-- SOURCE RECORDS start --

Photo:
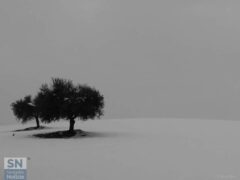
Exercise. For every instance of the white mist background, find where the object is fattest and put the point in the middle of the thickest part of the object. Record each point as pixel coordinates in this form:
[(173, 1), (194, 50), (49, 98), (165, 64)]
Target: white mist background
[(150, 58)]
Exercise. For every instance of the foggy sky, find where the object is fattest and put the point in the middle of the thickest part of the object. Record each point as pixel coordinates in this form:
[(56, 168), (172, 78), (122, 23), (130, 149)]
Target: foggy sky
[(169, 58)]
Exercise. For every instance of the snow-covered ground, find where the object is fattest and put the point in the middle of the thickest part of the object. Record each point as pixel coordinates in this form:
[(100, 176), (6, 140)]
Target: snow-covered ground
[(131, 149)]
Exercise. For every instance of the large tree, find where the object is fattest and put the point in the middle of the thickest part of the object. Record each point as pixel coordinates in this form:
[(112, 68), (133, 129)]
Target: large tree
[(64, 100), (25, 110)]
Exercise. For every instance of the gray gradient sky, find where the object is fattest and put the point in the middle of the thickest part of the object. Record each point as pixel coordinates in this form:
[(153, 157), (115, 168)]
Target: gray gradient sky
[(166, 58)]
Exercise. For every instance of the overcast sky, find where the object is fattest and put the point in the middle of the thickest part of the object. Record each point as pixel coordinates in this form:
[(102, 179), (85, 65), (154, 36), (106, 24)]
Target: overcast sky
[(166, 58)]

-- SOURCE RECORDS end --
-- SOURCE RECORDS start --

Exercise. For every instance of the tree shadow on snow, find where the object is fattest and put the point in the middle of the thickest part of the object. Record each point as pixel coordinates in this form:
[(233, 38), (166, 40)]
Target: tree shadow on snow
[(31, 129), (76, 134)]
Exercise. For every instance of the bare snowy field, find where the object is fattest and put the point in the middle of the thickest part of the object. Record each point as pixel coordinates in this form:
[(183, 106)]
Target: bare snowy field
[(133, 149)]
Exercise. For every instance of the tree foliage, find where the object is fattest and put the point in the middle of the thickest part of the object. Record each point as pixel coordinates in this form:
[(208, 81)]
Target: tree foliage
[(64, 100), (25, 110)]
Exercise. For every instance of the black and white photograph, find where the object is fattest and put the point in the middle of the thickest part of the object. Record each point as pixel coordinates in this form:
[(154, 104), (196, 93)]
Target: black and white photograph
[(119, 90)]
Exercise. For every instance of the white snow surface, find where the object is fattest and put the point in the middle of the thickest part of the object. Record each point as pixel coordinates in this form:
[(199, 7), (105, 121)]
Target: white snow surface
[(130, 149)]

-- SOURCE RECORDS end --
-- SOURCE RECORDS start --

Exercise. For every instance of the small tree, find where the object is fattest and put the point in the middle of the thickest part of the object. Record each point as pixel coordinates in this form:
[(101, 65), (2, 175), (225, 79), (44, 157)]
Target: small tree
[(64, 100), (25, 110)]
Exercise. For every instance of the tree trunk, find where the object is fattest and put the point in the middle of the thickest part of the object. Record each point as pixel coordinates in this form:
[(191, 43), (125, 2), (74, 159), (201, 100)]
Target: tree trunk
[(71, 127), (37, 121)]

-- SOURCE RECORDS end --

INSTRUCTION:
Lay out the material as a numbered list, skipping blank lines, from the line with "Exercise. For every instance of the tree shadow" up to and including the line with "[(130, 149)]".

OUTPUT FOR THIS TASK:
1. Exercise. For every instance of the tree shadow on snow, find where the object is fattest and put the point in the middle of the thickest part of the object. Record each point as pixel coordinates in this form:
2. [(233, 38), (166, 40)]
3. Target: tree shadow on snow
4. [(31, 129), (76, 134)]
5. Exercise. For every instance of the bare snowy field, find where the object is fattest and put the point in the middle of the thickest part of the object. Record each point as pixel coordinates in this form:
6. [(183, 106)]
7. Target: bare snowy field
8. [(133, 149)]
9. Exercise. For every instance of the tree foliage, find where the object is fattest and put the point in the middle of the thickest part of the object. Record each point as pixel coordinates in this form:
10. [(208, 81)]
11. Target: tree foliage
12. [(64, 100), (25, 110)]
13. Exercise. For every instance of the black and white photograph, find where the object is fattest and put the point in the middle of the thickest part of the object. Record each point as pixel coordinates in this form:
14. [(154, 104), (196, 93)]
15. Target: black and white photograph
16. [(119, 90)]
17. Exercise. For every instance of the white snow surface, find where the object is fattest and put the point in the middle of the thickest part of the object. Record each point as pixel coordinates in this form:
18. [(199, 7), (105, 121)]
19. Target: white snow surface
20. [(130, 149)]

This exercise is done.